- [Brief] Drop the pictures, then repeat every record exactly as it stands.

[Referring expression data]
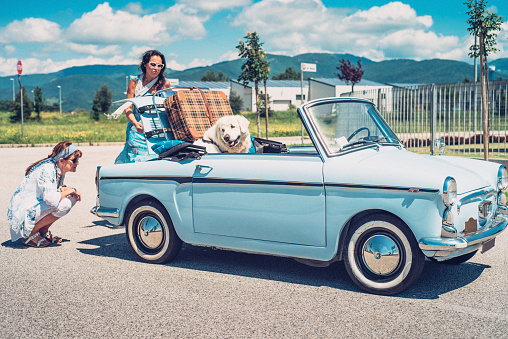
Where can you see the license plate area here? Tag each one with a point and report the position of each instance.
(488, 245)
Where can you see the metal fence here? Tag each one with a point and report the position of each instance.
(451, 113)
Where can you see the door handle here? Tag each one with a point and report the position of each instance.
(200, 167)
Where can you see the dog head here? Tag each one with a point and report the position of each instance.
(231, 134)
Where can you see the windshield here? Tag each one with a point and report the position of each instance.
(343, 124)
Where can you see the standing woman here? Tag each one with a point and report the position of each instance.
(153, 65)
(41, 198)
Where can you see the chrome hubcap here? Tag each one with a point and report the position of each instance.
(380, 254)
(150, 232)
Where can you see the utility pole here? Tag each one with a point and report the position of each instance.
(485, 104)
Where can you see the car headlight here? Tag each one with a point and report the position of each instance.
(449, 191)
(502, 178)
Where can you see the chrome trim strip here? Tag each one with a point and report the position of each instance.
(455, 244)
(105, 212)
(388, 188)
(202, 180)
(473, 197)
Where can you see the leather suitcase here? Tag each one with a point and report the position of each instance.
(191, 113)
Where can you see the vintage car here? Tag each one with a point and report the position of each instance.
(356, 195)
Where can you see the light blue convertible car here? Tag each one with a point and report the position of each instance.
(356, 195)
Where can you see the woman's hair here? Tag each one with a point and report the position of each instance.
(56, 150)
(145, 59)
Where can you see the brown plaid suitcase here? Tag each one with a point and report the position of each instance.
(191, 113)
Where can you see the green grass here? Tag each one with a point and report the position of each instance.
(280, 124)
(53, 128)
(80, 127)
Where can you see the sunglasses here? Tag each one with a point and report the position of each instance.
(153, 64)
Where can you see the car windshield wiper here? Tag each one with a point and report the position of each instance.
(371, 142)
(361, 142)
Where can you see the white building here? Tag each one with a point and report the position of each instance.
(334, 87)
(222, 86)
(282, 93)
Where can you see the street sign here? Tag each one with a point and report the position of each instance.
(308, 67)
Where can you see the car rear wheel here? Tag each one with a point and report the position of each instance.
(151, 234)
(382, 255)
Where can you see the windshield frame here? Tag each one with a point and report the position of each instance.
(311, 124)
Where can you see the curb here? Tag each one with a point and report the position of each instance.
(53, 145)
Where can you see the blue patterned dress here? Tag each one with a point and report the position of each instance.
(39, 190)
(135, 148)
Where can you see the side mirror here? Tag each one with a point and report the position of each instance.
(440, 145)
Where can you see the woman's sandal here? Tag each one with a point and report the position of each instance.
(52, 238)
(32, 242)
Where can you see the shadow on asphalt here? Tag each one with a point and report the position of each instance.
(436, 279)
(103, 223)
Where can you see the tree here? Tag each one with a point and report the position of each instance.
(255, 68)
(102, 101)
(349, 73)
(38, 102)
(288, 74)
(16, 107)
(210, 76)
(261, 103)
(485, 25)
(236, 102)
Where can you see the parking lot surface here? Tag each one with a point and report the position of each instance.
(93, 285)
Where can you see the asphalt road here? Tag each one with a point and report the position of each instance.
(93, 285)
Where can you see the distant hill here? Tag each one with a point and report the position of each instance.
(80, 83)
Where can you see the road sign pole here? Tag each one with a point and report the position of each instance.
(301, 96)
(20, 70)
(22, 127)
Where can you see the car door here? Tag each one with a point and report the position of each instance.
(276, 198)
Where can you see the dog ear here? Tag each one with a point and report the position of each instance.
(210, 133)
(244, 123)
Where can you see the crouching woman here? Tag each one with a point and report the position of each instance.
(41, 198)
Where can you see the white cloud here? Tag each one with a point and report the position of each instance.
(35, 65)
(391, 30)
(30, 30)
(228, 56)
(137, 51)
(103, 25)
(215, 5)
(94, 49)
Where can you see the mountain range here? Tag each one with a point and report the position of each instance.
(78, 84)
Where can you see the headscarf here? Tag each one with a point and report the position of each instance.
(67, 152)
(139, 91)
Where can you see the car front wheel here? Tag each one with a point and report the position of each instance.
(151, 234)
(382, 255)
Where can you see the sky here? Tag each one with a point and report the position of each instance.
(50, 35)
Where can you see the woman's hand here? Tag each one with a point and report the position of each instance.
(139, 126)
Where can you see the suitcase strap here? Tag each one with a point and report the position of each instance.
(208, 111)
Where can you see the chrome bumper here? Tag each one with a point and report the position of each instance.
(458, 243)
(105, 212)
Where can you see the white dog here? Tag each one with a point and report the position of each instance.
(230, 134)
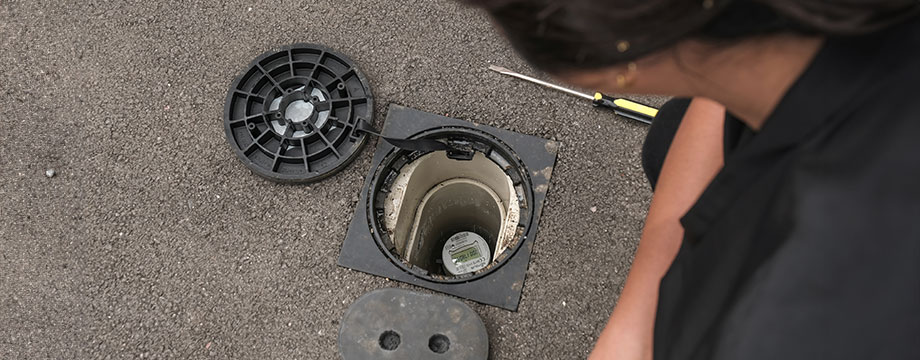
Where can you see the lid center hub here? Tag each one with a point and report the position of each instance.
(299, 111)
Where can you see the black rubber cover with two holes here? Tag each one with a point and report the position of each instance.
(401, 324)
(291, 115)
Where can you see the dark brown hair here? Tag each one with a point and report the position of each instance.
(559, 35)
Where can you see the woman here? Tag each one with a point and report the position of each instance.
(785, 222)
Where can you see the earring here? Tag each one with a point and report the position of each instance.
(626, 80)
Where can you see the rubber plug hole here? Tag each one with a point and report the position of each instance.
(439, 343)
(389, 340)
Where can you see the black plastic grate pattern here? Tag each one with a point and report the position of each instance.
(291, 115)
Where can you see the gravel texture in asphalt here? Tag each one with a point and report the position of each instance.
(128, 228)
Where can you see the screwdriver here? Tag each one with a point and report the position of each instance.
(623, 107)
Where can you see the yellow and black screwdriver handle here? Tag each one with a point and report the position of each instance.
(626, 108)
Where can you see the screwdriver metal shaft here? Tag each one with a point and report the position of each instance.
(505, 71)
(623, 107)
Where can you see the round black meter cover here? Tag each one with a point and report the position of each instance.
(291, 115)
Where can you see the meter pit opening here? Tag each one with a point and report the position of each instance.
(451, 218)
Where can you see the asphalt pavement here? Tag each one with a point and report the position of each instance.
(151, 240)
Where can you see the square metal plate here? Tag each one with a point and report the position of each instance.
(502, 287)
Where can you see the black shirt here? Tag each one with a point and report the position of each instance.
(806, 245)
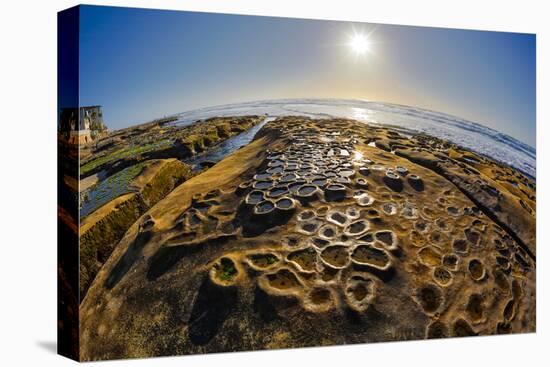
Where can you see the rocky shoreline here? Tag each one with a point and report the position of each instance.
(319, 232)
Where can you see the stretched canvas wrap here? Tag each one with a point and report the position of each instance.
(232, 183)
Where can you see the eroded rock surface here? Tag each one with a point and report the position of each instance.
(313, 235)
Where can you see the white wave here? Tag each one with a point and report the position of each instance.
(471, 135)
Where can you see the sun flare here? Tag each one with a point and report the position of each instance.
(360, 44)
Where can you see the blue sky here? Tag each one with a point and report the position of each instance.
(143, 64)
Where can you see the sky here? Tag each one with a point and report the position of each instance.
(142, 64)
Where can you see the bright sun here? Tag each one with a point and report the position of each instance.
(360, 44)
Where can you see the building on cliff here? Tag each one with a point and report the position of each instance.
(81, 126)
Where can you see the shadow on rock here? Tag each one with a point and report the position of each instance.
(213, 304)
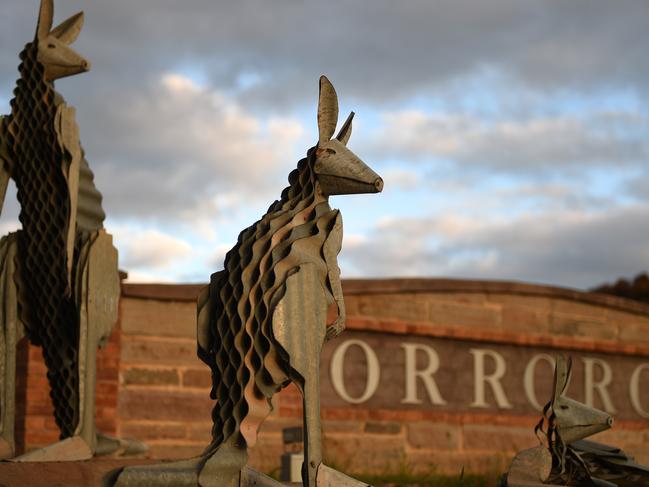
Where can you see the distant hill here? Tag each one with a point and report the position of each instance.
(637, 289)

- [Written answer]
Where can you see the license plate area here? Tag each one with a point and report the position of each instance.
(488, 245)
Where can you see the metal fence here? Tag each one with a point and report the position of each instance.
(451, 113)
Where can you see the door handle here? Tag each one with a point and report the position of each instance.
(200, 167)
Where can you see the dog head here? Tag each one with a point and report the position of each instance.
(231, 134)
Where can you see the windshield here? Tag each one with a point and report the position of each instance.
(343, 124)
Where can you see the standing woman here? Tag each one with a point and report the position of each instance.
(153, 65)
(41, 198)
Where can you see the chrome hubcap here? Tag each one with a point and report the position of each instance.
(380, 254)
(150, 232)
Where can you see the utility pole here? Tag each one with a point and report the position of each instance.
(485, 104)
Where can you see the car headlight here? Tag each one with a point and report the position of each instance.
(449, 191)
(502, 178)
Where can you see the chrome trim strip here? Tag each one with a point and report the position of each instance.
(455, 244)
(105, 212)
(388, 188)
(202, 180)
(473, 197)
Where can you see the leather suitcase here? Tag each one with a point and report the position of each instance.
(191, 113)
Where can you see the vintage car here? Tag each one with a point and report the position of each instance.
(356, 195)
Where can you see the light blue convertible car here? Tag each one with a point and report the position of each instance.
(356, 195)
Where can you see the woman's hair here? Tag each one with a point and report the position of each instance.
(56, 150)
(145, 59)
Where can you see the brown plaid suitcase here? Tag each one with a point and report the position of each instance.
(191, 113)
Where can you see the green grass here? Tag each one with a point and report the position of each instance.
(280, 124)
(53, 128)
(80, 127)
Where can you see the sunglasses here? Tag each one with a point and report the position of each instance.
(153, 64)
Where can you see the car windshield wiper here? Tag each one with a point and report the position of each instance.
(371, 142)
(361, 142)
Where can you see the white building here? Tag each one with a point and report the position of each instance.
(334, 87)
(222, 86)
(282, 93)
Where can you see the street sign here? Tag each one with a point and report the position of each instance.
(308, 67)
Where can you see the car rear wheel here? Tag each one with a point and report the position of each instance.
(151, 234)
(382, 255)
Where can you see the windshield frame here? Tag each one with a point and report the position of each instance.
(311, 124)
Where can you see the curb here? Tag each one with a point and report the position of each instance.
(53, 145)
Where can you see the blue patterned dress here? Tag each one with a point and report the position of each instance.
(39, 190)
(135, 148)
Where can you see the side mirror here? Tag each one with a point and report the position of each instance.
(440, 145)
Where can you see the woman's sandal here? Tag each one with a point and report the position of each instance.
(52, 238)
(32, 242)
Where can you see the shadow on asphalt here? Tag each one with a point and report the position of each instance.
(436, 279)
(103, 223)
Where can you see the tree here? Tag each one with a point and report the position of each instance.
(255, 68)
(102, 101)
(349, 73)
(38, 102)
(288, 74)
(16, 107)
(210, 76)
(261, 103)
(485, 25)
(236, 102)
Where can you see the parking lot surface here? Tag each one with a point and report the position of each instance.
(93, 285)
Where can you see the asphalt road here? Tag each one with a point and report the position of each instance.
(93, 285)
Where can you see the distant hill here? Tag each one with a point and report the position of each instance.
(80, 83)
Where can you see the road sign pole here? Tag each one with a point and report the position of each instance.
(301, 96)
(20, 70)
(22, 127)
Where can you see the car door here? Tag each one with a point and report the position of each instance.
(276, 198)
Where can you see the dog ear here? Tag each one with a point and report the position of each instance.
(210, 133)
(244, 123)
Where can you see the crouching woman here? Tag each one with a point and report the position of each instance.
(41, 198)
Where can you see the white cloud here? Tag each one with a point and report the position of each instance.
(35, 65)
(391, 30)
(30, 30)
(228, 56)
(137, 51)
(103, 25)
(215, 5)
(94, 49)
Where can you see the mountain range here? Tag each one with a point and report the position of each instance.
(78, 84)
Where can you see the headscarf here? Tag each one with a point and report the position of each instance.
(67, 152)
(139, 91)
Where can you see the car front wheel here? Tag each one with a point and report the position of each instance.
(151, 234)
(382, 255)
Where can you see the sky here? Tag each one with a point and report the position of each instance.
(50, 35)
Where can you see the woman's hand here? Tag each one with a point and report the position of each instance.
(139, 126)
Where can you see the suitcase strap here? Tag each one with a point and report the position of each instance.
(208, 111)
Where can you see the chrome bumper here? Tag each one with a point and report the position of each instance.
(458, 243)
(105, 212)
Where can you see the white dog here? Tag each one with a point and report the position of each instance.
(230, 134)
Where can you see the lid center hub here? Tag each one with a point and report the position of each instance.
(299, 111)
Where can you see the black rubber cover with two holes here? Tag each one with a point and report the position of each instance.
(401, 324)
(291, 115)
Where can you see the dark brown hair here? Tag each one with a point and report the position of each instance.
(559, 35)
Where can you see the woman here? Tag each one with a point and report the position of each instance.
(785, 222)
Where can you see the earring here? Tag each one with a point and report the position of each instance.
(626, 80)
Where can you see the rubber plug hole here? Tag each one with a point and report the position of each instance.
(439, 343)
(389, 340)
Where can you see the black plastic grate pattern here? Tag each one with a point and report the position of each instance.
(291, 115)
Where can you see the gravel texture in asphalt here? Tag each one with a point and report the position of each instance.
(128, 228)
Where can you see the screwdriver here? Tag each one with a point and report the position of each instance.
(623, 107)
Where can you see the yellow and black screwdriver handle here? Tag each one with a point and report the position of each instance.
(626, 108)
Where can you see the screwdriver metal shaft here? Tag each one with a point and report the position of each instance.
(505, 71)
(623, 107)
Where can you see the round black meter cover here? Tag each one with a point and report the position of each instance.
(291, 115)
Where can you see the meter pit opening here? Tag each one with a point and report the position of each instance.
(451, 218)
Where can you see the asphalt pavement here? Tag each one with a point and report the position of each instance.
(151, 240)
Where can you see the square metal plate here? Tag each one with a point and report the position of each instance.
(502, 287)
Where can you see the black shirt here? Tag each one with a point and report the position of each instance.
(806, 245)
Where can you see the rocky shoreline here? Tag each one with a point and report the position of each instance.
(319, 232)
Where can you see the stretched canvas wrap here? Tag each one with a point and report the position of each instance.
(232, 183)
Where can you see the eroded rock surface here? Tag each one with a point and report the position of each instance.
(313, 235)
Where can you see the white wave here? Tag each one with a point and report the position of each instance.
(471, 135)
Where can you see the sun flare here? Tag each one with a point and report the position of each instance.
(360, 44)
Where can you see the blue sky here? Tag each one with a point and report the position of each instance.
(143, 64)
Where can you see the sky here? Tag each one with a point and report the position of each instance.
(142, 64)
Where can you see the bright sun here? Tag each one with a point and report the position of each instance.
(360, 44)
Where can you see the building on cliff here? Tag each one with a point and report the position of each instance.
(81, 126)
Where can you see the shadow on rock here? Tag each one with a point and report the position of each instance.
(213, 304)
Where can you see the distant hill here? Tag each one with a point and report the position of each instance.
(637, 289)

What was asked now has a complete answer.